▶ Data for review
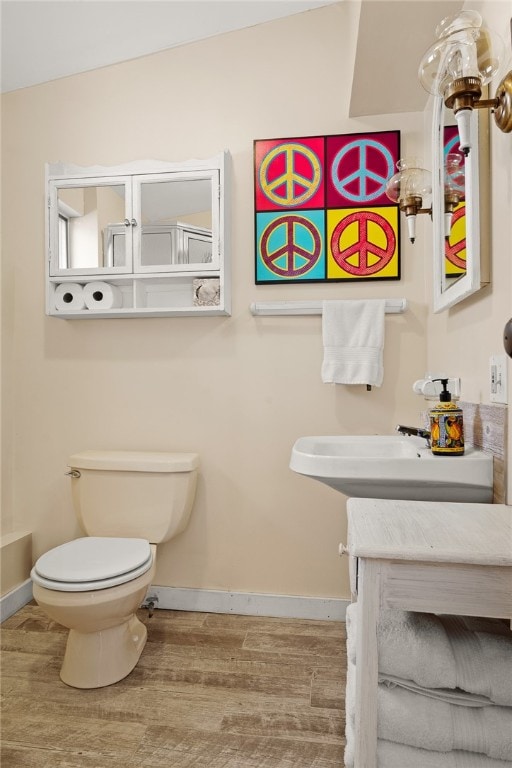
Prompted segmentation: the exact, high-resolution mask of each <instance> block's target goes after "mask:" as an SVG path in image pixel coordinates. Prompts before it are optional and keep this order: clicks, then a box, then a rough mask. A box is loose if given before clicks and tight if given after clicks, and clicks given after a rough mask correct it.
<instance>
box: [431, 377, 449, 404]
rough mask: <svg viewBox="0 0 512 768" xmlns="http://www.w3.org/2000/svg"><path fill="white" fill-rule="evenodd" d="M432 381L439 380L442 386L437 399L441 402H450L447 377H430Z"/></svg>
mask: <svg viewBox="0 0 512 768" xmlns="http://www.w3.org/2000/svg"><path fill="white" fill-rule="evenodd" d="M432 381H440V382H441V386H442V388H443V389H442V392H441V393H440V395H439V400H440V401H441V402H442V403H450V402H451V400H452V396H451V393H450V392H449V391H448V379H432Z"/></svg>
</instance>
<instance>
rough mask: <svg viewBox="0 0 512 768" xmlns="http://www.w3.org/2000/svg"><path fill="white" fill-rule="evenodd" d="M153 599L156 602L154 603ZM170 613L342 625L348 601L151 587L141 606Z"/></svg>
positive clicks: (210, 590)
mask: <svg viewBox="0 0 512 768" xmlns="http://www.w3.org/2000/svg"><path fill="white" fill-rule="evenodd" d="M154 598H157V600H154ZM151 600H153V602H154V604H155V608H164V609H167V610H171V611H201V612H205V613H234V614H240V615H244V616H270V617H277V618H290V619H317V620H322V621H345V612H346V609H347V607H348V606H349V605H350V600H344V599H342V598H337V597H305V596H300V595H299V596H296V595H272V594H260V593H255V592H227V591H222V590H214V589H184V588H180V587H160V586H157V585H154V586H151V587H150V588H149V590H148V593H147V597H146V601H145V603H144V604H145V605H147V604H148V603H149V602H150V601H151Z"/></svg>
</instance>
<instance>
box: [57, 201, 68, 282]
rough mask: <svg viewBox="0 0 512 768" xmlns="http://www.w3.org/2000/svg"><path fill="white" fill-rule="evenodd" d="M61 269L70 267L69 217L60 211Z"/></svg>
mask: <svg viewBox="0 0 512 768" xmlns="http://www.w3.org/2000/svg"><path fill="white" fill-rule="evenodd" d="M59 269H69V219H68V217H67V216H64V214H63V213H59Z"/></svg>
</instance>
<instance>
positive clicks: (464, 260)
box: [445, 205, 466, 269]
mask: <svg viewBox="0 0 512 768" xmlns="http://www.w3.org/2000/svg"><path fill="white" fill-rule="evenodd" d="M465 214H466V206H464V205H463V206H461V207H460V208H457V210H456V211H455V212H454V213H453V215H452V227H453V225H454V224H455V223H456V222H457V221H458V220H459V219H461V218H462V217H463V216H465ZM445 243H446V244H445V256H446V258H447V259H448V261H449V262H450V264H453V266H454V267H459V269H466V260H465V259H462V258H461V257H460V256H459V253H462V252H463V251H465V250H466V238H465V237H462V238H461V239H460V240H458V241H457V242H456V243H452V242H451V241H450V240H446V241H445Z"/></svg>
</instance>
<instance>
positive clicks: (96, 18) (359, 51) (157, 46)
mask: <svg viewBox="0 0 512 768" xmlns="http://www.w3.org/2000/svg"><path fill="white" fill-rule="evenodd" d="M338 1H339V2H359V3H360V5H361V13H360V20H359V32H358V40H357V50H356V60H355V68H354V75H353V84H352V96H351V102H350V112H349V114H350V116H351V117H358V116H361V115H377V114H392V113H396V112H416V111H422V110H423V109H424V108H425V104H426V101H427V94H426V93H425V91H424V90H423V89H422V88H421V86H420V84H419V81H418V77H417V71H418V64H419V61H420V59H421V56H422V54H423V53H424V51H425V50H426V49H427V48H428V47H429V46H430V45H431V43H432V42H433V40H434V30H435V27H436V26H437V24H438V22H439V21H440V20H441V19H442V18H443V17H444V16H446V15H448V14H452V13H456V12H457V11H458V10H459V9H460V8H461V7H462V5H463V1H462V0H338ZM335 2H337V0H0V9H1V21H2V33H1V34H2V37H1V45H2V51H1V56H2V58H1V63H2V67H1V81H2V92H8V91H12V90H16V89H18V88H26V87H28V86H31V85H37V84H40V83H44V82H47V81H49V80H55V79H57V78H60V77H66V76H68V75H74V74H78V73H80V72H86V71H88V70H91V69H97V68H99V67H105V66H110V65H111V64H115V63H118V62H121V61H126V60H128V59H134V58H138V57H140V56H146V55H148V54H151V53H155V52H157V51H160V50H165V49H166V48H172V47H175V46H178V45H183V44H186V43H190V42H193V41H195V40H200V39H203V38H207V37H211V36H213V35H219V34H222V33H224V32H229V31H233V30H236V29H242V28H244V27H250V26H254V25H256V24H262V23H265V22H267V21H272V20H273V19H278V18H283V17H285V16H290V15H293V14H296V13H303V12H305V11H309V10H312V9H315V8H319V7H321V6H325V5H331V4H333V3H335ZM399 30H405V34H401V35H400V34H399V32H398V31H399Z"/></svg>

▶ Instruction
Please change every "rough mask" in the data above to "coarse mask" and reproduce the rest unchanged, leaving out the pictures.

▶ Task output
Prompted segmentation: the exact, high-resolution mask of each <instance> block's target goes after "mask:" as an SVG path in image pixel coordinates. Prompts before it are optional and keep this order: clicks, then a box, then a coarse mask. A box is loose if given before clicks and tight if given after clicks, and clicks given after a coarse mask correct it.
<instance>
box: [431, 377, 449, 404]
coarse mask: <svg viewBox="0 0 512 768" xmlns="http://www.w3.org/2000/svg"><path fill="white" fill-rule="evenodd" d="M432 381L439 380L442 386L437 399L441 402H450L447 377H430Z"/></svg>
mask: <svg viewBox="0 0 512 768" xmlns="http://www.w3.org/2000/svg"><path fill="white" fill-rule="evenodd" d="M432 381H440V382H441V386H442V388H443V389H442V392H441V393H440V395H439V400H440V401H441V402H442V403H450V402H451V400H452V396H451V393H450V392H449V391H448V379H432Z"/></svg>
</instance>
<instance>
coarse mask: <svg viewBox="0 0 512 768" xmlns="http://www.w3.org/2000/svg"><path fill="white" fill-rule="evenodd" d="M153 599L156 602L154 603ZM170 613L342 625L348 601L151 587L141 606Z"/></svg>
positive clicks: (210, 590)
mask: <svg viewBox="0 0 512 768" xmlns="http://www.w3.org/2000/svg"><path fill="white" fill-rule="evenodd" d="M154 598H157V600H154ZM151 600H153V602H154V604H155V608H164V609H167V610H171V611H201V612H205V613H234V614H240V615H244V616H270V617H277V618H290V619H317V620H322V621H345V612H346V609H347V607H348V606H349V605H350V600H344V599H342V598H337V597H305V596H300V595H299V596H296V595H272V594H260V593H255V592H227V591H222V590H214V589H184V588H180V587H160V586H157V585H154V586H151V587H150V588H149V590H148V593H147V597H146V601H145V603H144V604H145V605H147V604H148V603H149V602H150V601H151Z"/></svg>
</instance>
<instance>
box: [57, 201, 68, 282]
coarse mask: <svg viewBox="0 0 512 768" xmlns="http://www.w3.org/2000/svg"><path fill="white" fill-rule="evenodd" d="M61 269L70 267L69 217L60 211Z"/></svg>
mask: <svg viewBox="0 0 512 768" xmlns="http://www.w3.org/2000/svg"><path fill="white" fill-rule="evenodd" d="M59 269H69V219H68V217H67V216H64V214H63V213H59Z"/></svg>
</instance>
<instance>
positive clicks: (464, 260)
box: [445, 205, 466, 269]
mask: <svg viewBox="0 0 512 768" xmlns="http://www.w3.org/2000/svg"><path fill="white" fill-rule="evenodd" d="M465 214H466V206H464V205H463V206H461V207H460V208H457V210H456V211H455V212H454V213H453V215H452V227H453V225H454V224H455V223H456V222H457V221H458V220H459V219H461V218H462V217H463V216H465ZM445 243H446V244H445V256H446V258H447V259H448V261H449V262H450V264H453V266H454V267H459V269H466V260H465V259H462V258H461V257H460V256H459V253H462V252H463V251H465V250H466V238H465V237H462V238H461V239H460V240H458V241H457V242H456V243H452V242H451V241H450V240H446V241H445Z"/></svg>
</instance>
<instance>
positive clicks: (96, 18) (359, 51) (157, 46)
mask: <svg viewBox="0 0 512 768" xmlns="http://www.w3.org/2000/svg"><path fill="white" fill-rule="evenodd" d="M338 1H339V2H359V3H360V5H361V13H360V20H359V32H358V40H357V50H356V60H355V68H354V75H353V84H352V96H351V102H350V112H349V114H350V116H351V117H358V116H361V115H377V114H392V113H396V112H416V111H422V110H423V109H424V108H425V104H426V101H427V94H426V93H425V91H424V90H423V89H422V88H421V86H420V84H419V81H418V77H417V71H418V64H419V61H420V59H421V56H422V54H423V53H424V51H425V50H426V49H427V48H428V47H429V46H430V45H431V43H432V42H433V40H434V30H435V27H436V26H437V24H438V22H439V21H440V20H441V19H442V18H443V17H444V16H446V15H448V14H452V13H456V12H457V11H458V10H459V9H460V8H461V7H462V5H463V1H462V0H338ZM335 2H337V0H0V9H1V21H2V33H1V34H2V37H1V45H2V51H1V56H2V58H1V63H2V67H1V81H2V92H8V91H12V90H16V89H18V88H26V87H28V86H31V85H37V84H40V83H44V82H47V81H49V80H55V79H57V78H60V77H66V76H68V75H74V74H78V73H80V72H86V71H88V70H91V69H97V68H99V67H105V66H110V65H111V64H115V63H118V62H121V61H126V60H128V59H134V58H138V57H140V56H146V55H148V54H151V53H155V52H157V51H160V50H165V49H166V48H172V47H175V46H178V45H183V44H186V43H190V42H193V41H195V40H200V39H203V38H207V37H211V36H213V35H219V34H222V33H224V32H229V31H233V30H236V29H242V28H244V27H250V26H254V25H256V24H262V23H265V22H267V21H272V20H273V19H278V18H283V17H285V16H290V15H293V14H296V13H303V12H305V11H309V10H312V9H315V8H319V7H321V6H325V5H331V4H333V3H335ZM399 30H405V34H401V35H400V34H399V32H398V31H399Z"/></svg>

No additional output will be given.